[Task goal]
Look through the lines below for the word "plate", and copy every line that has it.

[Listed records]
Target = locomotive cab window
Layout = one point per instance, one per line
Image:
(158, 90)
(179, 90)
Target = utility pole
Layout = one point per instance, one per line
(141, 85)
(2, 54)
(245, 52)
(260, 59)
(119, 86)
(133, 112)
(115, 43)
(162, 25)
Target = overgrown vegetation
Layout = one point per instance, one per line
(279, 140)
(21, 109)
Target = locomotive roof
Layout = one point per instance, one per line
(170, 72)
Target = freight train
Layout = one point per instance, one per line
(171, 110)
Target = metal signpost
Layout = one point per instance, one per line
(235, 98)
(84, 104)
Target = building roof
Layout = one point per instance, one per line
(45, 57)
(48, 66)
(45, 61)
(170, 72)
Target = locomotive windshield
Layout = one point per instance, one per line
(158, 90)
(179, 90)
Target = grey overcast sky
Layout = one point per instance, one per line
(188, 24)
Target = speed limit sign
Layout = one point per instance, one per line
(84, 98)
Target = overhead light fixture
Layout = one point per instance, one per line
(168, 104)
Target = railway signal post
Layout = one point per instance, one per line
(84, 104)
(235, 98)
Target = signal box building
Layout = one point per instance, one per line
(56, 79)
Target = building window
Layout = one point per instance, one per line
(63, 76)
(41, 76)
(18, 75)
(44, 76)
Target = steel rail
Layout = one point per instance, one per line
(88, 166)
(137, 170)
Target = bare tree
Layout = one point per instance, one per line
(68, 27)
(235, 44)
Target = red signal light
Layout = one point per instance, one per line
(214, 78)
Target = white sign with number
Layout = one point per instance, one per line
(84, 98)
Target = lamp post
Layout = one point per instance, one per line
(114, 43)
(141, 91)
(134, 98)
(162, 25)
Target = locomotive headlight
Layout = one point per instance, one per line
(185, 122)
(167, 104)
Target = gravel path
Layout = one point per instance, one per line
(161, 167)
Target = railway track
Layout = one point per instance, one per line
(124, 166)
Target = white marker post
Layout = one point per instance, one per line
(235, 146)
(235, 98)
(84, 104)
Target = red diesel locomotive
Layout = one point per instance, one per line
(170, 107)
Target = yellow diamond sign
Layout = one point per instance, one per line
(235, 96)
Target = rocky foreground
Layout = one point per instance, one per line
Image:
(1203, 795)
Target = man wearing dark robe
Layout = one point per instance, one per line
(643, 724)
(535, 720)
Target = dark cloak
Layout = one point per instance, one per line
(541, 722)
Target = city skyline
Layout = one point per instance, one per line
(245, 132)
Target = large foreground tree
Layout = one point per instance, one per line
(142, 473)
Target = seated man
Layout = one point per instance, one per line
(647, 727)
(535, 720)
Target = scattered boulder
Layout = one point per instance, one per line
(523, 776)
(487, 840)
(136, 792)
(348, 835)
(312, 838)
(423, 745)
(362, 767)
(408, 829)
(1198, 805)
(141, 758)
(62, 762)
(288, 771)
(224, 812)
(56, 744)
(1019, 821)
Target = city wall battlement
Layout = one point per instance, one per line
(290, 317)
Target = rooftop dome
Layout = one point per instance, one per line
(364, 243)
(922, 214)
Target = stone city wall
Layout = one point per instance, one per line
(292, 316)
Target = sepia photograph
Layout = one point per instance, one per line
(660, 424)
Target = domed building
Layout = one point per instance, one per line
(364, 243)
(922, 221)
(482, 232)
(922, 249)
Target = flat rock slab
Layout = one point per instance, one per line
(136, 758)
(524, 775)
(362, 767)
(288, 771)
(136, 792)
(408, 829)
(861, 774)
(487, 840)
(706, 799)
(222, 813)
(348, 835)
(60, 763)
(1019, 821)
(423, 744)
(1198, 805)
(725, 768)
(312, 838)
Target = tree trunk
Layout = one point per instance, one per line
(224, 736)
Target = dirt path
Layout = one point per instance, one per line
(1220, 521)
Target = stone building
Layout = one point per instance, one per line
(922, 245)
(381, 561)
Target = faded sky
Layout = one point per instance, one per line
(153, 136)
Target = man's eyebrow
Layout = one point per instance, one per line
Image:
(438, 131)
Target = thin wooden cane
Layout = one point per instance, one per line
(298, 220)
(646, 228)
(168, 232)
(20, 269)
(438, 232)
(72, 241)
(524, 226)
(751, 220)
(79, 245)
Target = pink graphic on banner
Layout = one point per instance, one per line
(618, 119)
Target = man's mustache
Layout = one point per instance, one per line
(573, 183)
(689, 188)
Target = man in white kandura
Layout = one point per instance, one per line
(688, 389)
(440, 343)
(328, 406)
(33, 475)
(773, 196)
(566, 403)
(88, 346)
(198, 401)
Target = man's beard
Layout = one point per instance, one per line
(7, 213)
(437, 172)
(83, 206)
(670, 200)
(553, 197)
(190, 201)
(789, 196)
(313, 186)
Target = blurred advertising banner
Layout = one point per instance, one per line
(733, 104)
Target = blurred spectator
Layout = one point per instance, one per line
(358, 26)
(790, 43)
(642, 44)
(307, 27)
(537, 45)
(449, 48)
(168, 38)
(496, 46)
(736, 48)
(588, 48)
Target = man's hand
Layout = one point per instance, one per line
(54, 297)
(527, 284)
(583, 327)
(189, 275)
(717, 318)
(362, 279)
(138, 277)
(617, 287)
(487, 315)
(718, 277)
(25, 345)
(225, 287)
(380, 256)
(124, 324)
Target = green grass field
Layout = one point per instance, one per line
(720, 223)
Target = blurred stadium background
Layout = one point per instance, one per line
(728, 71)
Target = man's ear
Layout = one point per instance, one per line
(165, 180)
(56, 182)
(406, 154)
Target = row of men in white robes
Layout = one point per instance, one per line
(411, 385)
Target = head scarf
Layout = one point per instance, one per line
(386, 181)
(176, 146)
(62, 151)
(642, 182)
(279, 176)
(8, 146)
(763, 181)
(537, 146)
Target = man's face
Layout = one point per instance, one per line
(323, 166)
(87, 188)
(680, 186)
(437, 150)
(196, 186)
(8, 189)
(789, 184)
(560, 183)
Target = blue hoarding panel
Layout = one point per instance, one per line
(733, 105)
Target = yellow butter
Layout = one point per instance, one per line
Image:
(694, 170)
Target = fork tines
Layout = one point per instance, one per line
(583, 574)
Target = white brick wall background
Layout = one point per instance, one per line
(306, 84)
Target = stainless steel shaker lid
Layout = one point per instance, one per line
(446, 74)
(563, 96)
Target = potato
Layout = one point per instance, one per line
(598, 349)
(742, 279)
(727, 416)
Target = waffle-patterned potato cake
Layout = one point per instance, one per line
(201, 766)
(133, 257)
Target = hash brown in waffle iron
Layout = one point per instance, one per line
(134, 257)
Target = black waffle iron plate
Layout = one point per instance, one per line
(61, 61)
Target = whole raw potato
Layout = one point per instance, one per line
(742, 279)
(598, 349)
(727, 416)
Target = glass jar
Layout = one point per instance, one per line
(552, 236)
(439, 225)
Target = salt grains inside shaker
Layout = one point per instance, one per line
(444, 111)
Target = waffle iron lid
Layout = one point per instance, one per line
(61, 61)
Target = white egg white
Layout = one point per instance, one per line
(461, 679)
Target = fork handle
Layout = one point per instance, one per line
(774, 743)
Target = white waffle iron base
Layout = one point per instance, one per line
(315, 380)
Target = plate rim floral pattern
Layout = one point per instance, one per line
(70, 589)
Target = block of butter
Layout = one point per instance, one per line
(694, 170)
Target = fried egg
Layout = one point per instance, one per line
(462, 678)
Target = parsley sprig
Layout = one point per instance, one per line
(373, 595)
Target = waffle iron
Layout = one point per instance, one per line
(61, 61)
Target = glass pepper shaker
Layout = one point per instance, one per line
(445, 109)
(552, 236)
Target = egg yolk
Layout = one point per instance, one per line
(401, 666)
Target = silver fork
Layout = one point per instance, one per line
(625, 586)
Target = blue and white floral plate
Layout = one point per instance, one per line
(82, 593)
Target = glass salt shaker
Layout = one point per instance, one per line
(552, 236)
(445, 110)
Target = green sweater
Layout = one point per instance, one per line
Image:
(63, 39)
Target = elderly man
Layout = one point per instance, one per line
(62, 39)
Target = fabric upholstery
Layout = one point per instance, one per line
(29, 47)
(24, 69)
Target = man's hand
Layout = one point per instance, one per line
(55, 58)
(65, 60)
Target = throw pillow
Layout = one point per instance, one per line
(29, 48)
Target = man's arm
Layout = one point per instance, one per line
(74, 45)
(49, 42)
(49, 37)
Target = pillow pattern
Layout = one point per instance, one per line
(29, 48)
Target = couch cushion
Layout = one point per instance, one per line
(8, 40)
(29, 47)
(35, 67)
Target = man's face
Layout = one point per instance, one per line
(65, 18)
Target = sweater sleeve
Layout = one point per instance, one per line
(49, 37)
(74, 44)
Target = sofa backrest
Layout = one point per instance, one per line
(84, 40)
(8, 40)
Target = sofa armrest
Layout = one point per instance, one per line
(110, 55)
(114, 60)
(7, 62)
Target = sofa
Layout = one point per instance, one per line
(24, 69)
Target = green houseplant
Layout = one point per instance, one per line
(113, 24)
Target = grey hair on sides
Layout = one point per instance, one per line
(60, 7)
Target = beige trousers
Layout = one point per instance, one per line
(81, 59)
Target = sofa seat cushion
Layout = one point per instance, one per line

[Written answer]
Target = black waffle iron plate
Target = plate rim floral pattern
Target = blue and white floral plate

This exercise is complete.